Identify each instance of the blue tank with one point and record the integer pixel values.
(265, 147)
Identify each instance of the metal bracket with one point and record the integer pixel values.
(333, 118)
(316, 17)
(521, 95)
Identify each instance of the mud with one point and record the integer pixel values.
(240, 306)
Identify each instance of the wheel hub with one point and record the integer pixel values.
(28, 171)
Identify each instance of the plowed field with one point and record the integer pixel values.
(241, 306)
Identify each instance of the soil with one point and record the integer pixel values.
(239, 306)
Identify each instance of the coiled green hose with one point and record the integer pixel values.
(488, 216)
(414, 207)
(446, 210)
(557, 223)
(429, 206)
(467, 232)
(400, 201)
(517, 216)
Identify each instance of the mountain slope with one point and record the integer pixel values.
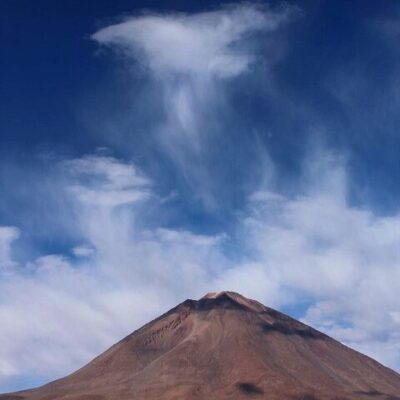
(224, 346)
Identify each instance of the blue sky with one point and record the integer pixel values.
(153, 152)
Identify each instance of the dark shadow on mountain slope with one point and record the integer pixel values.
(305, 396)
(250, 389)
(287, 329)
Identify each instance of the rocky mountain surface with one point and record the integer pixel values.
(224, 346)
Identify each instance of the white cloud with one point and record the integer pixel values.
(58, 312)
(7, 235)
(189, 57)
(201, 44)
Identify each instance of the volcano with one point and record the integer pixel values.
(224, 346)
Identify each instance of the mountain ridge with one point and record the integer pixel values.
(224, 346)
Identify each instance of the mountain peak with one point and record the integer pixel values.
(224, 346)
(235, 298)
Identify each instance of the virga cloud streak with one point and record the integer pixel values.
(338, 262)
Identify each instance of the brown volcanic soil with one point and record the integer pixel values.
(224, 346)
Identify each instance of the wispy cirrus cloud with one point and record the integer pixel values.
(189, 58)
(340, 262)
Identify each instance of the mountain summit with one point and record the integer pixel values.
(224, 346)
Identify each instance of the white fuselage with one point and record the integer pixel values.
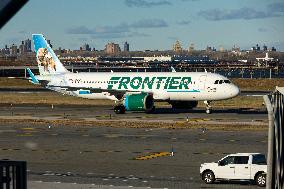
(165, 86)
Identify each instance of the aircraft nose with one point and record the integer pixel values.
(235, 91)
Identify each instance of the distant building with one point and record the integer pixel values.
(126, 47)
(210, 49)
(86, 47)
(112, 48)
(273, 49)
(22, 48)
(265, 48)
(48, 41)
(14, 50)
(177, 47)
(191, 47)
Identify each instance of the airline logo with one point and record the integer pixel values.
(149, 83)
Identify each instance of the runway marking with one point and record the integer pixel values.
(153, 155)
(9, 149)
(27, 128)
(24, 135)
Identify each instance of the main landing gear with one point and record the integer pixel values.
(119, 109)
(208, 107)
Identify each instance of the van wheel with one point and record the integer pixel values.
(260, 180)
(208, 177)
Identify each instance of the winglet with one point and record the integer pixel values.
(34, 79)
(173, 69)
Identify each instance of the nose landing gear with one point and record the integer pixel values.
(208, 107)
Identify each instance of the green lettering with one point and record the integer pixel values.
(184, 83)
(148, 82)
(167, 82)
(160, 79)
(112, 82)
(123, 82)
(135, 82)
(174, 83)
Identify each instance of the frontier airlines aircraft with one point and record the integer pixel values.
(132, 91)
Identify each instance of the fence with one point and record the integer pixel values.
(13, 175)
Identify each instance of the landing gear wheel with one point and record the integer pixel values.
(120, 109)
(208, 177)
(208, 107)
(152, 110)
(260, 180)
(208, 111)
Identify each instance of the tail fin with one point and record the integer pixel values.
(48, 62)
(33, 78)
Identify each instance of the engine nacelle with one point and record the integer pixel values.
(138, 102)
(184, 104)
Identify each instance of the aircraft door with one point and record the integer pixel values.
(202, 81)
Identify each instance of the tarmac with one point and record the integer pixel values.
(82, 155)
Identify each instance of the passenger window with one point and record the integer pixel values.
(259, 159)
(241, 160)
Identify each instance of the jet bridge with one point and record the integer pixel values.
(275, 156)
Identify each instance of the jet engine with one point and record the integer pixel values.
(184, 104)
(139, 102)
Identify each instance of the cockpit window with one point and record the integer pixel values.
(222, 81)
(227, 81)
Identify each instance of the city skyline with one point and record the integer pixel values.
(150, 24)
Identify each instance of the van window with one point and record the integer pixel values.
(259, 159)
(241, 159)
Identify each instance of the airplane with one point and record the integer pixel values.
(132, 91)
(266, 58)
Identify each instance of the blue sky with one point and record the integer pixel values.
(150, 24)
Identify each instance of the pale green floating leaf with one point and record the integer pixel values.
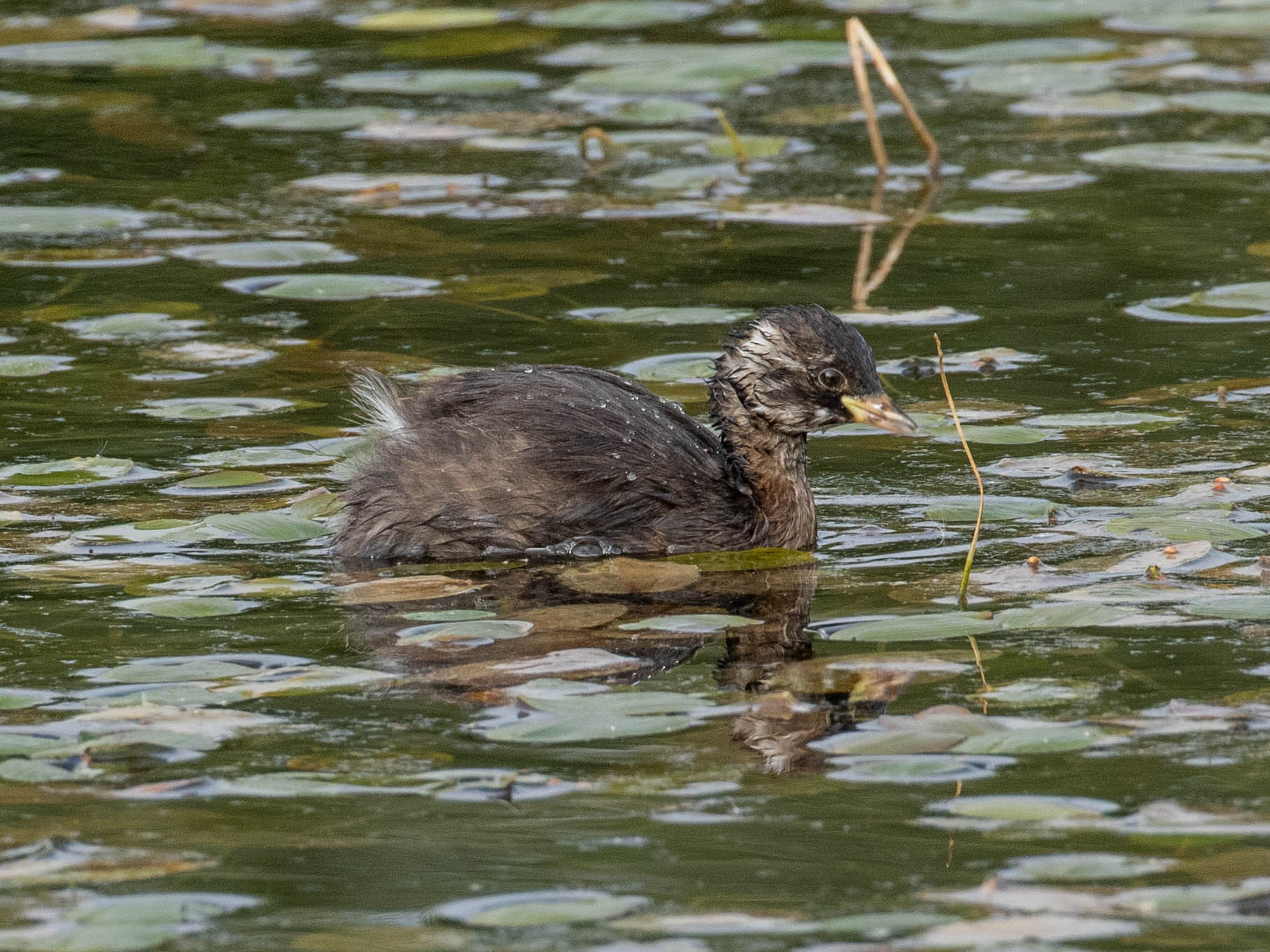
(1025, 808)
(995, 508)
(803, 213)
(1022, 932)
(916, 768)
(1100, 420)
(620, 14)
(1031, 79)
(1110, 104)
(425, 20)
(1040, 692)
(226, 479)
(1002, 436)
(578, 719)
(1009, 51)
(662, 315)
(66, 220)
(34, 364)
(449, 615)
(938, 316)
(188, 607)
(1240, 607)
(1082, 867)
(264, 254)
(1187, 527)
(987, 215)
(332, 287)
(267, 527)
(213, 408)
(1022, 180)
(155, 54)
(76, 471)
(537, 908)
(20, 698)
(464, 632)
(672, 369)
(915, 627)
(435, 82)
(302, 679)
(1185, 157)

++++

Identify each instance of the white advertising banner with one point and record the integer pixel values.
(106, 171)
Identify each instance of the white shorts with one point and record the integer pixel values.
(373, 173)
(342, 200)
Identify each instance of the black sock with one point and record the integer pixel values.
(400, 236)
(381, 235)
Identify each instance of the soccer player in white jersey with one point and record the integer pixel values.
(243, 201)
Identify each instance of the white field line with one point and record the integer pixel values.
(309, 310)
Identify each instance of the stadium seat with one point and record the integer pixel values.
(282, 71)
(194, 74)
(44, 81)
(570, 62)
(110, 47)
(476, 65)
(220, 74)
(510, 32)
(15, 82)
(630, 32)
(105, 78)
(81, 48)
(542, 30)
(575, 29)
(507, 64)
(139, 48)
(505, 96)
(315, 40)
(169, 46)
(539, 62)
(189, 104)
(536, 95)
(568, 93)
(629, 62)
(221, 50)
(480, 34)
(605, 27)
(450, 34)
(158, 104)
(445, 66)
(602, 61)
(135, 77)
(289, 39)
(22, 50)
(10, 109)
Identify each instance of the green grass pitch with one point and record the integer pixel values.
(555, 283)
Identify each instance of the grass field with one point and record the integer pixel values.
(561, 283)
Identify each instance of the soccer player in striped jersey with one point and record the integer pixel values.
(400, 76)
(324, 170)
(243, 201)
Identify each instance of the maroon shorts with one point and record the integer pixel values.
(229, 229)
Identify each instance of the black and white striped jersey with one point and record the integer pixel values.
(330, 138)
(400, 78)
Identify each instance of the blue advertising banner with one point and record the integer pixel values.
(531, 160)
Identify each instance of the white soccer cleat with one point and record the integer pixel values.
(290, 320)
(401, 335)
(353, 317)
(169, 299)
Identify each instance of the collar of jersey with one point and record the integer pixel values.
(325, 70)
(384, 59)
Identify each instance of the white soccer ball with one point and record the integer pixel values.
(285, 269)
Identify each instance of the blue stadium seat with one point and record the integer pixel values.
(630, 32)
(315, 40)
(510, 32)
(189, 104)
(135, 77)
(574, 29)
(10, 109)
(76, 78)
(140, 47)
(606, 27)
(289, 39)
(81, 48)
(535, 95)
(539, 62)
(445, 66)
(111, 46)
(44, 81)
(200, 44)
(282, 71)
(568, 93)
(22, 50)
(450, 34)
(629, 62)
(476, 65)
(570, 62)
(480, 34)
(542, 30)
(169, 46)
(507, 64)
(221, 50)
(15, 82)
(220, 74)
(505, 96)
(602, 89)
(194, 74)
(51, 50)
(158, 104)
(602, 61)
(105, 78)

++++

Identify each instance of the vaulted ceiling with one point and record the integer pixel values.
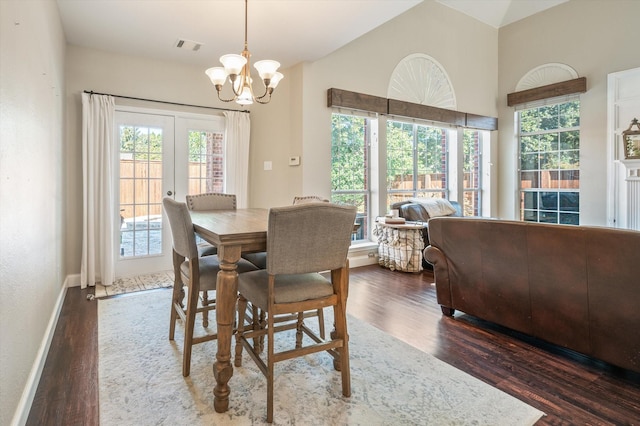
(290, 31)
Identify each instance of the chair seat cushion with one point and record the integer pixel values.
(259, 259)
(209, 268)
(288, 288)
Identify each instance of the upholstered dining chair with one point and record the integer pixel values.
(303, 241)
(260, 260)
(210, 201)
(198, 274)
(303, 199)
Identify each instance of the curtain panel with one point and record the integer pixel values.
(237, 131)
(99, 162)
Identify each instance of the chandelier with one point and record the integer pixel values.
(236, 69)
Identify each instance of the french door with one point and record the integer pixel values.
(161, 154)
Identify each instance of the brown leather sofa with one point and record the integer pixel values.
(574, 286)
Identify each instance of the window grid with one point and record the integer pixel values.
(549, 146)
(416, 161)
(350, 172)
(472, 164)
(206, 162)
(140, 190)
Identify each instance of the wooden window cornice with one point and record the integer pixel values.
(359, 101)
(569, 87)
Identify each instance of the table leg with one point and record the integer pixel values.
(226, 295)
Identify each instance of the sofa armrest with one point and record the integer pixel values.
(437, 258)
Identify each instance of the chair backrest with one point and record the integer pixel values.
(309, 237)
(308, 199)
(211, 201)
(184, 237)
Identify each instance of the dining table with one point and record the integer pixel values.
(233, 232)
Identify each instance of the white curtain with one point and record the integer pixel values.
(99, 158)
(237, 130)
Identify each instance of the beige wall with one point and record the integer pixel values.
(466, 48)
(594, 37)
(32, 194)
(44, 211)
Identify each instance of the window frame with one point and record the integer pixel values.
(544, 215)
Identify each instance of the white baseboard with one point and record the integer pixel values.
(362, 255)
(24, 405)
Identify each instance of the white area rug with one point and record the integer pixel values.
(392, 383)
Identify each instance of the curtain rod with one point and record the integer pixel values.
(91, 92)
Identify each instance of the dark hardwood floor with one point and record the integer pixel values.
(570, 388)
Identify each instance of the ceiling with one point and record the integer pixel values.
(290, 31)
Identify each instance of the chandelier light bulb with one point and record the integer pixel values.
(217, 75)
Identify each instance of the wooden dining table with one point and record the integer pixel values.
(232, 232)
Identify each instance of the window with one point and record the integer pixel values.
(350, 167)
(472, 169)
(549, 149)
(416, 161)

++++

■ **Task directions**:
Select and copy every line in the records above that contains the word "dining", matching its case exactly.

■ **Complete response**:
Identify each instance of the upholstered dining chair with one point and record the integer pixel values.
Identify each instance of the dining table with one point and record the integer pixel values.
Identify each instance of the wooden dining table with one point and record the integer pixel values.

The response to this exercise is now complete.